(Entradas de la colección)
========================

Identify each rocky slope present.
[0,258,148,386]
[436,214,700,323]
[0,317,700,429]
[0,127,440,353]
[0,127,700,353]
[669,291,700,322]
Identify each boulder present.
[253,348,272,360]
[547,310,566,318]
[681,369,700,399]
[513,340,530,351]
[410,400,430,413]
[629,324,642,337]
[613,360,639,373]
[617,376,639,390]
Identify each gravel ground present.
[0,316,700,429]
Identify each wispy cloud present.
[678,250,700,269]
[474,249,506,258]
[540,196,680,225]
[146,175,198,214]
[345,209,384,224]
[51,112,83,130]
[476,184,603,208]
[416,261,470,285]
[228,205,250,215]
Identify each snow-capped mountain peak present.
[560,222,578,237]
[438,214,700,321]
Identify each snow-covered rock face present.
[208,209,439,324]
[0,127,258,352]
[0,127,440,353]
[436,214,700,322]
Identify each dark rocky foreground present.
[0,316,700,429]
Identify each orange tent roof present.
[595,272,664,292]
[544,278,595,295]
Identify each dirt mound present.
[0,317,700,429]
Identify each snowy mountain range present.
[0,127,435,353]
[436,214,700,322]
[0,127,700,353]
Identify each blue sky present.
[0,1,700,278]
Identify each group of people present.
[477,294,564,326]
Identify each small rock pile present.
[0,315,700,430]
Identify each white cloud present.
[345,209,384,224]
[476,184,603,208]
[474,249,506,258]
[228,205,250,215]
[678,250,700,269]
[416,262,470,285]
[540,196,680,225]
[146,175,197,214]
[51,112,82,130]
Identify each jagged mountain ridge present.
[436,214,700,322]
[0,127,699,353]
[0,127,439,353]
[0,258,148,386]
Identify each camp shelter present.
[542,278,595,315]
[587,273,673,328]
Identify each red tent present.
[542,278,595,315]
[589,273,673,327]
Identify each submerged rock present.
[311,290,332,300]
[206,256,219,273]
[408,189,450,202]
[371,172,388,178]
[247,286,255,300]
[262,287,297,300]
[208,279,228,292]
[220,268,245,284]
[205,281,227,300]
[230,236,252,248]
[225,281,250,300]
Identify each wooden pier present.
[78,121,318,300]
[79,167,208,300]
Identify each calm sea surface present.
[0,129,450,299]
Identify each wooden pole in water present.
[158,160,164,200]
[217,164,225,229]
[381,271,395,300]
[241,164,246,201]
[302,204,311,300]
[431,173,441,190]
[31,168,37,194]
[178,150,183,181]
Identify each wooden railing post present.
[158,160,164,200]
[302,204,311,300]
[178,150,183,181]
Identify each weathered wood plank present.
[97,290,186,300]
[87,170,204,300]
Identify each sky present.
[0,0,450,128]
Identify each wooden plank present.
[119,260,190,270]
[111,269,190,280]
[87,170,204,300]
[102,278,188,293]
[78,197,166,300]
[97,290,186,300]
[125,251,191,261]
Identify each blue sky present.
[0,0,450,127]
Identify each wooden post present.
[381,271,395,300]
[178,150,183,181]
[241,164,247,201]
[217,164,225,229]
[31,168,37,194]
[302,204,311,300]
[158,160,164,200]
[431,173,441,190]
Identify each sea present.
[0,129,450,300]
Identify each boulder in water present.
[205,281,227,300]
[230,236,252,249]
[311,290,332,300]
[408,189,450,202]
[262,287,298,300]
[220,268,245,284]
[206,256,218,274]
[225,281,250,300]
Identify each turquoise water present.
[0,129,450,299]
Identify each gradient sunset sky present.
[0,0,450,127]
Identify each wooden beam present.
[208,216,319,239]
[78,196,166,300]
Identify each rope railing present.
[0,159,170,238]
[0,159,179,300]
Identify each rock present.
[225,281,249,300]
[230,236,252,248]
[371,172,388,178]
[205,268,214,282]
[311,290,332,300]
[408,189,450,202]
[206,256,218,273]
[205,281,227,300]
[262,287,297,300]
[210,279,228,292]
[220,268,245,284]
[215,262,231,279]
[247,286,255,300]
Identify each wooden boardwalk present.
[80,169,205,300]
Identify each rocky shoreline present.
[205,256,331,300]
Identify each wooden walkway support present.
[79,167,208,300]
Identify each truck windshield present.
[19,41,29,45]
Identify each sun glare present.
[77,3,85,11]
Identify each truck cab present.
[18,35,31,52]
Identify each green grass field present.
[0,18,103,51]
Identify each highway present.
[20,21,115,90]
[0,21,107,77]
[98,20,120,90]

========================

Vuelve a teclear todos los registros de arriba, línea por línea y sin ningún cambio.

### SOLUCIÓN DESARROLLADA:
Identify each rocky slope present.
[0,258,148,386]
[436,214,700,323]
[0,317,700,429]
[0,127,440,353]
[0,127,700,353]
[669,291,700,322]
Identify each boulder present.
[253,348,272,360]
[547,310,566,318]
[681,369,700,399]
[513,340,530,351]
[410,400,430,413]
[629,324,642,337]
[613,360,639,373]
[617,376,639,390]
Identify each gravel ground present.
[0,316,700,429]
Identify each wispy cloud present.
[678,250,700,269]
[474,249,506,258]
[540,196,680,225]
[146,175,198,214]
[345,209,384,224]
[51,112,83,130]
[476,184,603,208]
[416,261,470,285]
[228,205,250,215]
Identify each snow-capped mountain peak present.
[560,222,578,237]
[438,214,700,321]
Identify each snow-covered rock face present.
[208,209,439,324]
[0,127,258,352]
[0,127,440,353]
[436,214,700,322]
Identify each dark rocky foreground present.
[0,316,700,429]
Identify each orange tent roof present.
[595,272,664,292]
[544,278,595,295]
Identify each dirt mound present.
[0,317,700,429]
Identify each snowy mountain range present.
[0,127,435,353]
[436,214,700,322]
[0,127,700,353]
Identify each blue sky present.
[0,1,700,278]
Identify each group of people present.
[477,294,564,326]
Identify each small rock pile present.
[0,315,700,430]
Identify each white cloud present.
[345,209,384,224]
[476,184,603,208]
[474,249,506,258]
[228,205,250,215]
[678,250,700,269]
[416,262,470,285]
[540,196,680,225]
[146,175,197,214]
[51,112,82,130]
Identify each jagged mountain ridge present.
[436,214,700,322]
[0,127,699,353]
[0,127,439,353]
[0,258,148,386]
Identify each camp shelter present.
[542,278,595,315]
[587,273,673,328]
Identify each red tent present.
[542,278,595,315]
[589,273,673,327]
Identify each submerged rock present.
[311,290,332,300]
[206,256,219,273]
[408,189,450,202]
[371,172,388,178]
[247,286,255,300]
[262,287,297,300]
[208,279,228,292]
[220,268,245,284]
[205,281,227,300]
[230,236,252,248]
[225,281,250,300]
Identify each wooden pier present.
[78,121,318,300]
[79,167,208,300]
Identify each calm sea surface present.
[0,129,450,299]
Identify each wooden pole in water present.
[158,160,164,200]
[217,164,225,229]
[381,271,395,300]
[241,164,246,201]
[302,204,311,300]
[431,173,441,190]
[31,168,37,194]
[178,150,183,181]
Identify each wooden railing post present.
[158,160,164,200]
[302,204,311,300]
[178,150,183,181]
Identify each weathered wood plank present.
[97,290,186,300]
[87,170,204,300]
Identify each sky present.
[0,0,450,128]
Identify each wooden plank present.
[119,260,190,270]
[111,269,190,280]
[87,170,204,300]
[102,278,188,293]
[78,197,166,300]
[97,290,186,300]
[125,251,191,261]
Identify each blue sky present.
[0,0,450,127]
Identify each wooden post present.
[381,271,395,300]
[178,150,183,181]
[241,164,247,201]
[217,164,225,229]
[31,168,37,194]
[302,204,311,300]
[158,160,164,200]
[431,173,441,190]
Identify each sea present.
[0,129,450,300]
Identify each boulder in water present.
[205,281,227,300]
[230,236,252,249]
[311,290,332,300]
[408,189,450,202]
[262,287,298,300]
[220,268,245,284]
[206,256,218,274]
[225,281,250,300]
Identify each turquoise water present.
[0,129,450,299]
Identify each gradient sunset sky present.
[0,0,450,127]
Identify each wooden beam present.
[208,216,319,239]
[78,196,166,300]
Identify each rope railing present.
[0,159,170,238]
[0,159,179,300]
Identify each rock present.
[225,281,249,300]
[230,236,252,248]
[371,172,388,178]
[205,268,214,282]
[311,290,332,300]
[408,189,450,202]
[206,256,218,273]
[205,281,227,300]
[262,287,297,300]
[210,279,228,292]
[220,268,245,284]
[215,262,231,279]
[247,286,255,300]
Identify each wooden boardwalk present.
[80,169,205,300]
Identify each rocky shoreline present.
[205,256,331,300]
Identify each wooden walkway support present.
[79,167,208,300]
Identify each truck windshield present.
[19,41,29,45]
Identify each sun glare present.
[77,3,85,11]
Identify each truck cab present.
[18,35,31,52]
Identify each green grass field present.
[0,18,103,51]
Identify each highway present.
[20,21,115,90]
[0,21,107,77]
[98,20,120,90]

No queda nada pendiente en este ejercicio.